AUSGEWÄHLTER AUSZUG:
○ ○ ○
Ohne Abschlusswiederstände geht es nicht bei Profibus.



			
				Katrin1982 schrieb:
			
		

> wie nennt sich die Baugruppe? Artikelnr. 6ES7972-0DA00-0AA0 ??


Jepp, das ist der "Aktive Terminator".


----------



## Katrin1982 (6 August 2011)

HI,

also in meinem Handbuch steht da nichts von.
Klemme 67 gubt es garnicht, kann dein Dokoment nicht öffenen, aber bei den FU´s von mir ist der kleine Schalter zum abschließen. 
Aber denke das Ganze sollte doch auch egal sein, wenn ich mein TP noch da hinter schalte und hier einen ordentlichen Abschluss rein machen kann, aber ist es halt nicht.

Deswegen der Repaeter, setzt den jetzt am Ende der FU-Kette, also quasi das Gateway und die 17FU´s und schalte hier den Abschlusswiderstand ein. Das TP setzte ich dann auf einer neuen Strecke, quasi Nr.3

Hoffe das es so funktioniert.


----------



## JesperMP (7 August 2011)

Mein Fehler. Ich habe vermutlich den falsche Danfoss FU gefunden.

In den Handbuch das du angehängt hast sieht man das die Schalter "S801" (Software Parameter, oder Physikalischen Schalter ?), ein Abschlusswiederstand einschaltet.

Egal wie, am ende des Strangs muss ein Abschlusswiederstand sein.


----------



## Katrin1982 (7 August 2011)

Ja aber das ist es ja. Der Bus läuft jetzt ohne Abschlusswiderstand, sobald ich diesen an meine TP177 einschalte bricht er zusammen. :-(


----------



## Larry Laffer (7 August 2011)

Wenn der FU einen Schalter (on Board) hat um den Bus-Abschluß herzustellen - vielleicht ist es dann ja so, dass einer der FU's (auch bei ausgeschalteten Schalter) den Bus-Abschluß schon herstellt. Wenn ja dann würde das schon so Einiges erklären ...


----------



## Katrin1982 (8 August 2011)
○ ○ ○
DIE AUFGABE:
Nehmen Sie den Forumsverlauf zum Profibus-Abschlusswiderstand an seinem letzten Punkt wieder auf und führen Sie ihn weiter. Die Datensätze spielen hierfür keine Rolle.

AUSZÜGE DER DATENSÄTZE:
○ ○ ○
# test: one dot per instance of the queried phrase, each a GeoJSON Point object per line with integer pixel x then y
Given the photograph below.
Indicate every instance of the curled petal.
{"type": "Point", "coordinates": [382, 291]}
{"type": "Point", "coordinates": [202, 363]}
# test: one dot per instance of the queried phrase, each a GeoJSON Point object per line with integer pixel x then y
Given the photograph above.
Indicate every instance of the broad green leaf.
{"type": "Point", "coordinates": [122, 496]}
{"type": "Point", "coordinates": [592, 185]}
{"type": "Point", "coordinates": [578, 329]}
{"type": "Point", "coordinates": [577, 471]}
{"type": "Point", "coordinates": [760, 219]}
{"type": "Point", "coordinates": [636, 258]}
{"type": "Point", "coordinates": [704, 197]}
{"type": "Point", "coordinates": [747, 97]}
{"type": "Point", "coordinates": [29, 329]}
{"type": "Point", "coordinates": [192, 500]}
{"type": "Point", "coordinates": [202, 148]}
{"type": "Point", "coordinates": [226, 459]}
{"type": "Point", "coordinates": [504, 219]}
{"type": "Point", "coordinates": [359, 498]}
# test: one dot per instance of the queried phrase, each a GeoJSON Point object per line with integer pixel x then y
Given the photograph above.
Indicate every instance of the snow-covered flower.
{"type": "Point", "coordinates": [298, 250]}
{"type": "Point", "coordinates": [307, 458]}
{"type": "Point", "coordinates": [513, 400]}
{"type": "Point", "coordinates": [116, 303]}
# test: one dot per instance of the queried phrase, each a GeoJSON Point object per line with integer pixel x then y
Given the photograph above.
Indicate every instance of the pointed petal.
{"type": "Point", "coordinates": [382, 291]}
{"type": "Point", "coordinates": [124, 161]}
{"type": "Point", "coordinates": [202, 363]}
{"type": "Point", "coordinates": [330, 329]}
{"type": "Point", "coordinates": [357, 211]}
○ ○ ○
ENDERGEBNIS:
Morgen zusammen,

ich hab den Repeater jetzt hinter alle Teilnehmer (bis auf´s TP) im 2. Strang gesetzt und trotzdem keine Ändeurng, wenn ich den Abschlusswiderstand zuschalte bricht das Ding zusammen.

Was könnte es noch sein?

Eine andere Frage, erdert ihr den Minus der 24V Versorgung?


----------



## rostiger Nagel (8 August 2011)

Katrin1982 schrieb:


> Eine andere Frage, erdert ihr den Minus der 24V Versorgung?



Ja unbedingt!

Da du doch einiges an Leutumgslängen hast, 
ist auf einen guten Potentialausgleich zu
achten. Hierbei ist dann nicht der Querschnitt
ausschlaggebend. Wir verbinden zb Anlagen-
mit Feinstdrähtigen Flachbändern.


----------



## Katrin1982 (8 August 2011)

Hi,

ich hab aber auch für die 1. und 2. Strecke 2 seperate Netzteile sitzen, so das unter Umständen auch hier 2 unterschiedliche 24V anliegen könnten. Wäre das auch ein denkbares Problem?

Ich erde jetzt auf jedenfall erstmal beide Minuse der 24V Versorgung.


----------



## c.wehn (8 August 2011)

naja könnte schon ein problem sein.. 

aber wenn man bedenkt das man mit profibus auch fremde anlagen miteinander vernetzt liegt man ja auch meistens auf einem anderen potential.


----------



## bike (8 August 2011)

Katrin1982 schrieb:


> Hi,
> 
> ich hab aber auch für die 1. und 2. Strecke 2 seperate Netzteile sitzen, so das unter Umständen auch hier 2 unterschiedliche 24V anliegen könnten. Wäre das auch ein denkbares Problem?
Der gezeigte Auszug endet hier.